- **TEXT**
Start and stop production environment from the root folder of the repo:

$ make prod[-stop]

ADVICE: All containers implement healthcheck, run docker container ls to see their state.

The respective environment variables are defined in the .env.production file.

Troubleshooting

WSL runs out of memory

If your WSL consumes too much memory, Windows might suddenly terminate the entire process without prior notice. Try to mitigate the issue by extending the swap file; set swap=XXGB in the .wslconfig file. For more details, see Example .wslconfig file.

A container starts for too long

If any of the containers is unhealthy or starting for too long (healthcheck has failed repeatedly on the background), replace [container_name] placeholder by the name of a problematic instance and press Enter to find out the reason:

$ docker container ls -a

CONTAINER ID   IMAGE                    ...   NAMES
...            ...                      ...   ...

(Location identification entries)
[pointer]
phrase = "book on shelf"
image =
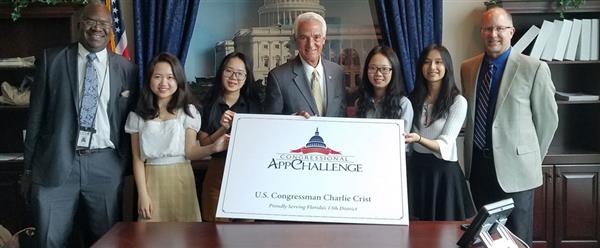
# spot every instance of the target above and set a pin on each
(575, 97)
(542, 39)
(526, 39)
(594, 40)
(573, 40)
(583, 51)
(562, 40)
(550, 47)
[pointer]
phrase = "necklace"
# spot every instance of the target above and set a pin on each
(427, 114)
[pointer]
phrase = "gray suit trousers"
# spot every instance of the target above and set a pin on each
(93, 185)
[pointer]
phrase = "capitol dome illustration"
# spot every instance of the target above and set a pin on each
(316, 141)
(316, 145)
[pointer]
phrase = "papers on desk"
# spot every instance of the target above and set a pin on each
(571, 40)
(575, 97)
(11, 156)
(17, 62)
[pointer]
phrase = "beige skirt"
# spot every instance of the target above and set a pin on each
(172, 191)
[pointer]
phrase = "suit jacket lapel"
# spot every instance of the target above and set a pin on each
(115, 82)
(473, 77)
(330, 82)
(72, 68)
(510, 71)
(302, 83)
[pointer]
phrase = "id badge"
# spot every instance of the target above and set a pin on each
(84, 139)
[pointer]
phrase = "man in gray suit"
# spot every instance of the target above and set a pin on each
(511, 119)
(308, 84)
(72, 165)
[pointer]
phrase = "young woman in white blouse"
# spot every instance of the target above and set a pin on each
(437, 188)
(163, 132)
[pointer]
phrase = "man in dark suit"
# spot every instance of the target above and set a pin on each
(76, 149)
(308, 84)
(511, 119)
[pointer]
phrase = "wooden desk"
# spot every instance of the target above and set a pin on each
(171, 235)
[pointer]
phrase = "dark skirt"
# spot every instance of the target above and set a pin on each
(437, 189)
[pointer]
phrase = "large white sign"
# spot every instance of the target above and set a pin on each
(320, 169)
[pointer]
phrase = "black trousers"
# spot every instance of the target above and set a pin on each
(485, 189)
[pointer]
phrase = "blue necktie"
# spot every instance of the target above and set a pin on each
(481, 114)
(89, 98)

- **WHAT IS ASKED**
1 – Rewrite the text's paragraph that begins "If your WSL consumes too much memory" as a short list, keeping its main facts.
2 – Using the text, answer these questions:
(a) Which file defines the environment variables?
(b) What command shows the state of the containers?
(c) What happens to a container that is unhealthy, according to the text's description of that case?
3 – Return, word for word, everything in the text from "If your WSL" down to "Example .wslconfig file.".

- **ANSWERS FOR THE EXERCISE**
1 –
- If WSL uses too much memory, Windows may suddenly end the whole process without warning.
- To ease this, extend the swap file by setting swap=XXGB in the .wslconfig file.
- More details are in Example .wslconfig file.

2 –
(a) The .env.production file.
(b) docker container ls
(c) Its healthcheck has failed repeatedly in the background.

3 –
If your WSL consumes too much memory, Windows might suddenly terminate the entire process without prior notice. Try to mitigate the issue by extending the swap file; set swap=XXGB in the .wslconfig file. For more details, see Example .wslconfig file.